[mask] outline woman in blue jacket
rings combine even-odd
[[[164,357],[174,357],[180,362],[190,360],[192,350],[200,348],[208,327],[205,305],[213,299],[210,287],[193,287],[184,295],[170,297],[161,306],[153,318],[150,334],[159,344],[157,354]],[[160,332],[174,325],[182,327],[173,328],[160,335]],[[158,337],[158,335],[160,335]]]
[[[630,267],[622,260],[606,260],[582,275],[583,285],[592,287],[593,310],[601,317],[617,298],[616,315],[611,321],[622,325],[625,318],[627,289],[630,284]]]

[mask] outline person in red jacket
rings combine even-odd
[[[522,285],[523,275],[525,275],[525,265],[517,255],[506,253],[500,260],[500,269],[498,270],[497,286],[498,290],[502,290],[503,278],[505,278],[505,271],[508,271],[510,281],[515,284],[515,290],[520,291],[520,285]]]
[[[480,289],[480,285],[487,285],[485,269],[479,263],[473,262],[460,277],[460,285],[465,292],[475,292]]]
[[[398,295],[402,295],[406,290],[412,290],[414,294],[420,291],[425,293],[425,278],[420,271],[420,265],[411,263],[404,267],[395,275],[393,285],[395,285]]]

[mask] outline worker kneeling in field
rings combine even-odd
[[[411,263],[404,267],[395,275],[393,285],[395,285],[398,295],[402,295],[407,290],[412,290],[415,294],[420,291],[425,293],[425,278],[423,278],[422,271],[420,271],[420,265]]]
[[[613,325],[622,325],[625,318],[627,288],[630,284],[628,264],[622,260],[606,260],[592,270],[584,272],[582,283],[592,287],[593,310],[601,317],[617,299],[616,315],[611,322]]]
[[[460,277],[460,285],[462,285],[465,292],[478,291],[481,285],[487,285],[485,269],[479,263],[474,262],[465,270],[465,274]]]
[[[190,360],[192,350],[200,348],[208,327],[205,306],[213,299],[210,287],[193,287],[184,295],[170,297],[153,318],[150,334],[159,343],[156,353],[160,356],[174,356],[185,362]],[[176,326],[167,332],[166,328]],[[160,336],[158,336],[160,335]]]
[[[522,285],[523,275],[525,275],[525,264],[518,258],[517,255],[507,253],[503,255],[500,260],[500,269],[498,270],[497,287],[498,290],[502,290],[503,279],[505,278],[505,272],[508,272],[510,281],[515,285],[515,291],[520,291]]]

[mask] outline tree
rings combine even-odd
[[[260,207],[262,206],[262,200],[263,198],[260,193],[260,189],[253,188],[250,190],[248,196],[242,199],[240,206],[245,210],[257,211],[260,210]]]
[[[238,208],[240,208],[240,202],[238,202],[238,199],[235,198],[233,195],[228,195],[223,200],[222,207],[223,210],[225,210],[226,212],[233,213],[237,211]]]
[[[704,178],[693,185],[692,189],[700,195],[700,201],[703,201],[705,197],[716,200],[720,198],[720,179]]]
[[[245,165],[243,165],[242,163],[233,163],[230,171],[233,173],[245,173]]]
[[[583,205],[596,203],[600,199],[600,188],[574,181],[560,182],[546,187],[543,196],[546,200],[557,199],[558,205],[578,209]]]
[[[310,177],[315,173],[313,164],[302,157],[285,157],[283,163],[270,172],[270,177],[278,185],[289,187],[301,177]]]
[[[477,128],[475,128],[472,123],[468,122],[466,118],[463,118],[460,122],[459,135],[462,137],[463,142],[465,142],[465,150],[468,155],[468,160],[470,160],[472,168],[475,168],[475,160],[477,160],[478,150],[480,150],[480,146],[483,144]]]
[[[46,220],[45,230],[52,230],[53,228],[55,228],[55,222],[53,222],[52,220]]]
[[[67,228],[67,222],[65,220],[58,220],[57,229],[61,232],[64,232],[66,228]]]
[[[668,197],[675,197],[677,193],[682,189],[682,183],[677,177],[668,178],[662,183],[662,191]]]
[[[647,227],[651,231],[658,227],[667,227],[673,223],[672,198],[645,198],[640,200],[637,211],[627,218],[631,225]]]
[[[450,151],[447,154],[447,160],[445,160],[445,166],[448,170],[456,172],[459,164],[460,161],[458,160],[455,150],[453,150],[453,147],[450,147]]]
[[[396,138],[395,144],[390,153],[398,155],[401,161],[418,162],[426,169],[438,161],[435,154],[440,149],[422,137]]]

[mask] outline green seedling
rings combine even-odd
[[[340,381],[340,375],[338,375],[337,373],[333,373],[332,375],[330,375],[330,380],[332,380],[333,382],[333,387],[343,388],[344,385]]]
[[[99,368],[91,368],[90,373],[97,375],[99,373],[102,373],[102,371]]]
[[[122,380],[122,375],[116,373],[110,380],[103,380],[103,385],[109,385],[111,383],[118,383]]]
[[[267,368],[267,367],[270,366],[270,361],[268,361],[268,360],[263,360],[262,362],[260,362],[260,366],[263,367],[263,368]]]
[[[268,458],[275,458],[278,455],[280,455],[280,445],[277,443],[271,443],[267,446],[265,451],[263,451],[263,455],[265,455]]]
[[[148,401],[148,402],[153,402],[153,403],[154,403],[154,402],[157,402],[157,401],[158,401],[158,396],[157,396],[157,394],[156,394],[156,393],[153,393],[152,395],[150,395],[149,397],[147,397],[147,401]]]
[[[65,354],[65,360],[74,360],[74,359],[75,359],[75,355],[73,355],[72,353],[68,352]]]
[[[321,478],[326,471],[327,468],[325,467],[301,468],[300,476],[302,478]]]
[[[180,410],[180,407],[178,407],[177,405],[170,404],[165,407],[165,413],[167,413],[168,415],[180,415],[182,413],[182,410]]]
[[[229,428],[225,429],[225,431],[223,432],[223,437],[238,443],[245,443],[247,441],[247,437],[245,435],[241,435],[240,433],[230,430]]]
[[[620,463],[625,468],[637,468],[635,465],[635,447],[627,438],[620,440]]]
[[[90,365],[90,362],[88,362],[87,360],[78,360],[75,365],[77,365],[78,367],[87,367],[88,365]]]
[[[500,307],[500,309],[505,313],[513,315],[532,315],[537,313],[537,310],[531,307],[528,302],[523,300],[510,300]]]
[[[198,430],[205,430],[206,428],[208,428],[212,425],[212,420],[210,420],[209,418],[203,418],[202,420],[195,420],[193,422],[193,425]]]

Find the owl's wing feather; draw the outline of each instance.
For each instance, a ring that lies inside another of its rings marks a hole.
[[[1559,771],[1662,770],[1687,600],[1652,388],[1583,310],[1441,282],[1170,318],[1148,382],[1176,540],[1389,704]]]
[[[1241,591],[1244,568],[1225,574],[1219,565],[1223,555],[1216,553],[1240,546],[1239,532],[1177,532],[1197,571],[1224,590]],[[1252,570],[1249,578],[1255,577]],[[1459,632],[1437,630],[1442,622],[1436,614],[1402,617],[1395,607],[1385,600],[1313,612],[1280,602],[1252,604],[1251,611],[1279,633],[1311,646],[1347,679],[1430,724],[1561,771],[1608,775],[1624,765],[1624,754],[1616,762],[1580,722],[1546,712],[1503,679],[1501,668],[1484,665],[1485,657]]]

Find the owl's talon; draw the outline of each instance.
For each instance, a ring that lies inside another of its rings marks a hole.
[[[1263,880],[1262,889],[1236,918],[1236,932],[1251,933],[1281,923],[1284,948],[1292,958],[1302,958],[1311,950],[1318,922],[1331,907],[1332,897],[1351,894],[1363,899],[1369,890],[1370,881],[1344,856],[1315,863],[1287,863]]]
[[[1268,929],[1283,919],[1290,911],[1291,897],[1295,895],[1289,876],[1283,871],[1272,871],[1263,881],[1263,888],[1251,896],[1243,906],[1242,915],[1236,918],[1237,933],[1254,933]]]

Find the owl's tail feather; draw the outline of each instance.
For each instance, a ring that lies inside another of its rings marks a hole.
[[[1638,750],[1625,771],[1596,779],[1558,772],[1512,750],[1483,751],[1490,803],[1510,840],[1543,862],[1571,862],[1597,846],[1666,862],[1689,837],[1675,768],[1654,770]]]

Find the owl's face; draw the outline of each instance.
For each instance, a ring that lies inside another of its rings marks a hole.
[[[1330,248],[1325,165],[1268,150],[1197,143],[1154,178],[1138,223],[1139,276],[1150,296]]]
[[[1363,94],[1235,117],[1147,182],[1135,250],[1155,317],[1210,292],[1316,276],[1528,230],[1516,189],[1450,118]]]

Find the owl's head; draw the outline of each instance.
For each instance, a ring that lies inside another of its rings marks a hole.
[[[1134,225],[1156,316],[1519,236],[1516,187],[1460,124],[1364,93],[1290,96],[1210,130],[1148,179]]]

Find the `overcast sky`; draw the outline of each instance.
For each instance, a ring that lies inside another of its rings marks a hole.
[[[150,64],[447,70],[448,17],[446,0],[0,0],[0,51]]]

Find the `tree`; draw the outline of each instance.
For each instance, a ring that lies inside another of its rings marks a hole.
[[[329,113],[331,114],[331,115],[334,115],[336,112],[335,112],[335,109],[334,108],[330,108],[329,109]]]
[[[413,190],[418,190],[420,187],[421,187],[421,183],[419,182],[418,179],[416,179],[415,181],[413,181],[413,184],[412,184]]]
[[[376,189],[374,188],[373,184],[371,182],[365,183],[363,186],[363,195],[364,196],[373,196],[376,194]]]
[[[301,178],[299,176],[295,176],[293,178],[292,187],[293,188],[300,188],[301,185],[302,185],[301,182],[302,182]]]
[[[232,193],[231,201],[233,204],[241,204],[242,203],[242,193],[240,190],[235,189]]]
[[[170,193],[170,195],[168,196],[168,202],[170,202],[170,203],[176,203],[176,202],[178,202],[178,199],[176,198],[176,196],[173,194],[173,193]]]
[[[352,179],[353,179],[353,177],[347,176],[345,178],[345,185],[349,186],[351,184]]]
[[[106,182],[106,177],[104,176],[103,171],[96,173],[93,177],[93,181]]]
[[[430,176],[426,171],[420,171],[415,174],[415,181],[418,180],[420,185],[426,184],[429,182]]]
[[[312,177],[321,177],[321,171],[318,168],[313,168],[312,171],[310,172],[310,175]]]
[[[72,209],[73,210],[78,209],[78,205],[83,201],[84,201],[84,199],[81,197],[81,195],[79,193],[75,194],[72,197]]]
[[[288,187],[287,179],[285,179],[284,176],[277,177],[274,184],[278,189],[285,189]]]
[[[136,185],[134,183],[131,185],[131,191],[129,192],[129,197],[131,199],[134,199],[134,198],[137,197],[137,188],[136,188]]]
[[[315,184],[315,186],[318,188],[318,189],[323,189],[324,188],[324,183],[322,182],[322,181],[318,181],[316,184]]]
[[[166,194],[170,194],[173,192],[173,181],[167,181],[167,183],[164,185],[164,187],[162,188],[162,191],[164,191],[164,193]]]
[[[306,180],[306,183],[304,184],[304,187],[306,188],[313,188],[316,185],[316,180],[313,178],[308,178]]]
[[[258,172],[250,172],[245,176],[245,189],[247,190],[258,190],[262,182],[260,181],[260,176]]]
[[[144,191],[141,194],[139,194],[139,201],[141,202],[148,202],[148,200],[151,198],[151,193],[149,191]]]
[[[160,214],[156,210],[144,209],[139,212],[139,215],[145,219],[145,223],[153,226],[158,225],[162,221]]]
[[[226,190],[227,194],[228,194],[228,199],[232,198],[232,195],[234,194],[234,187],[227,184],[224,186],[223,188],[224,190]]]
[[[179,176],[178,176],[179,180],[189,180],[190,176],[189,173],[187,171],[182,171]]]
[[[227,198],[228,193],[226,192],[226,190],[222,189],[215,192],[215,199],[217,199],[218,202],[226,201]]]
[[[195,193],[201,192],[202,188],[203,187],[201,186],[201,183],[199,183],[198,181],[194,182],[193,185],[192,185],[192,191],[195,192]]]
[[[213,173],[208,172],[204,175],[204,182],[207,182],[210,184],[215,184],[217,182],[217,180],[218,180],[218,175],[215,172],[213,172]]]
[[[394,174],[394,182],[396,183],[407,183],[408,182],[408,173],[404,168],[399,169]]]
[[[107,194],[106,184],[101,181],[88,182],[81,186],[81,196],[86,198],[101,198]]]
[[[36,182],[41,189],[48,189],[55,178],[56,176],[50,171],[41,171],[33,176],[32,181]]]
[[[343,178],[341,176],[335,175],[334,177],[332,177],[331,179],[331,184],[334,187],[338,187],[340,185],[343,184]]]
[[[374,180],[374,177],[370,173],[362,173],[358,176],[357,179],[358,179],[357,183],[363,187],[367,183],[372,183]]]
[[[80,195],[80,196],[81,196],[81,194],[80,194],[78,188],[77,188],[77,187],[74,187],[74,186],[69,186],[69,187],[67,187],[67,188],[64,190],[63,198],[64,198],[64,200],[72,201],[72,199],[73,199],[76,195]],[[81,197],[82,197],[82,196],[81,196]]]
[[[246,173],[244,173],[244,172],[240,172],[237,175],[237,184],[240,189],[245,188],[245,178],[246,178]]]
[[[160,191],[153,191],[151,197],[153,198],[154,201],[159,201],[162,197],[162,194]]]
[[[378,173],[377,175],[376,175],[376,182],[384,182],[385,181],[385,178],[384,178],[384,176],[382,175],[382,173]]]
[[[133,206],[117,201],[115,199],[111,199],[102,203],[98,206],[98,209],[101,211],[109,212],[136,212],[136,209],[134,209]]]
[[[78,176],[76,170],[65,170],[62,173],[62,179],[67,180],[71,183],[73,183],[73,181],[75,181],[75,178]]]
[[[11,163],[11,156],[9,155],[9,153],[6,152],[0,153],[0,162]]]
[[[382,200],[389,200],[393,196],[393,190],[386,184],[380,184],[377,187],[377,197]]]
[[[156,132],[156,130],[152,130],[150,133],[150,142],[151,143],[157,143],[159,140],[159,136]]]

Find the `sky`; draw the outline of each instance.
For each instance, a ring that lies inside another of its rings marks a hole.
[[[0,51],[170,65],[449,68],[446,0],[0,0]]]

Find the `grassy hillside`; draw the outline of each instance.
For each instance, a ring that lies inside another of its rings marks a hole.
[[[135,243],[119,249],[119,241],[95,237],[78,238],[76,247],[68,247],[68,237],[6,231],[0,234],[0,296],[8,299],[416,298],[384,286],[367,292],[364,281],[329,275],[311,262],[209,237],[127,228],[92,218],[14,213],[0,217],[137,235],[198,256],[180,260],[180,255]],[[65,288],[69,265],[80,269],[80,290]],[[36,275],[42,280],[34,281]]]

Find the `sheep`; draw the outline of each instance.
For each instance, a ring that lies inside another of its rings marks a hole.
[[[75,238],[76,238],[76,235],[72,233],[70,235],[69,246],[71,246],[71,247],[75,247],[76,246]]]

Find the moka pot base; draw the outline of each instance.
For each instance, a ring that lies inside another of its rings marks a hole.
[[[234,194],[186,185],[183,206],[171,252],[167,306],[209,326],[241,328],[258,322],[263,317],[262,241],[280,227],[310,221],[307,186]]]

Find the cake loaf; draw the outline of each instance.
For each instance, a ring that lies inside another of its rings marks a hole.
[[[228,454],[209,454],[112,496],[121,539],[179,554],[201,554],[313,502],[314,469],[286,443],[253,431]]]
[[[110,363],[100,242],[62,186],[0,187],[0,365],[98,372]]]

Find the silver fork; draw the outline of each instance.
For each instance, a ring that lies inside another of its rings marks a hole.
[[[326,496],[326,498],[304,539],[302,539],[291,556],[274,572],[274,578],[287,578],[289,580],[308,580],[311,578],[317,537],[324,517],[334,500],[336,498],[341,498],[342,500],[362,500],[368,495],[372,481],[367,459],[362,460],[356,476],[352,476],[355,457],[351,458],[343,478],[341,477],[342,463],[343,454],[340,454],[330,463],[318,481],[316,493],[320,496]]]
-=-=-=-=-
- [EXERCISE DIRECTIONS] From the entries above, give again exactly the lines running from the line with "Find the cake" to the line with "Find the silver"; include both of those lines.

- [FINISHED EXERCISE]
Find the cake loaf; draw the outline of each instance.
For each instance, a ring that lies inside another of its rings marks a hole.
[[[228,454],[209,454],[112,496],[121,539],[179,554],[201,554],[313,502],[314,469],[286,443],[253,431]]]
[[[110,363],[100,242],[62,186],[0,187],[0,365],[98,372]]]

Find the silver fork; draw the outline of each instance.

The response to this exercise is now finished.